(Labeled point entries)

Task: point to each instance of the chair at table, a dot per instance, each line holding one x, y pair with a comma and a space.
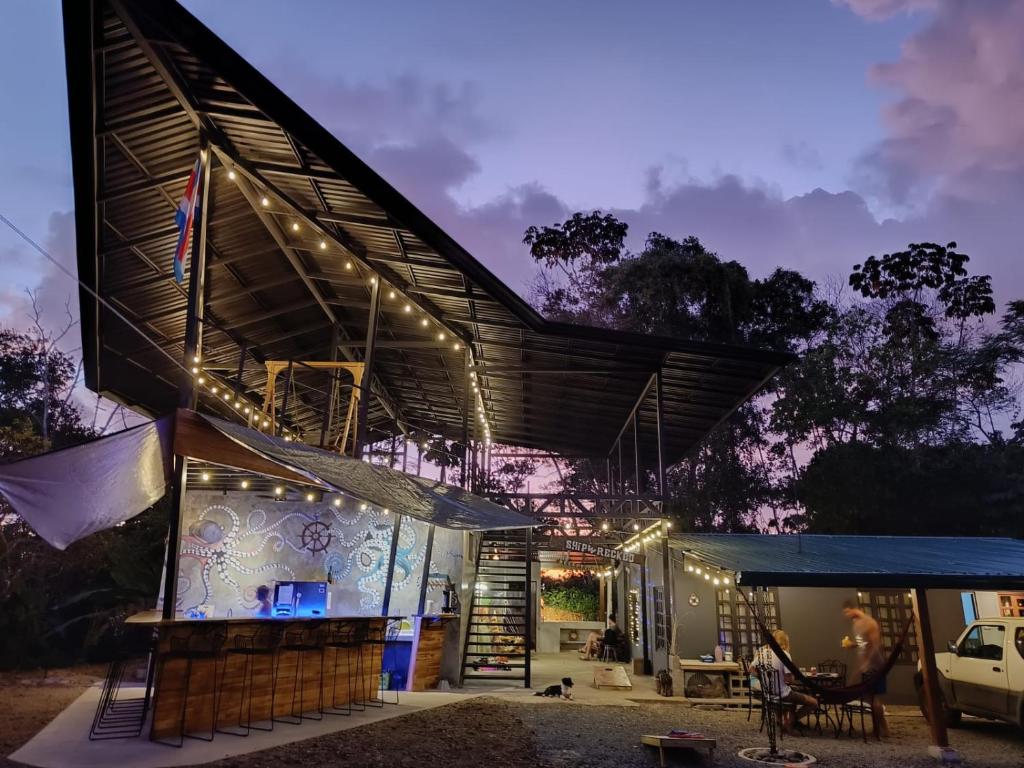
830, 666
753, 687
198, 643
262, 643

» **Requirements**: Swap "dot" for "marker" throughout the entries and write them out again, otherwise unchanged and without the pictures.

» **Finished task**:
Task: point to each instance of the chair at table, a marker per instance, each line holding one x, y pair with a comma and a space.
830, 666
753, 687
198, 643
262, 643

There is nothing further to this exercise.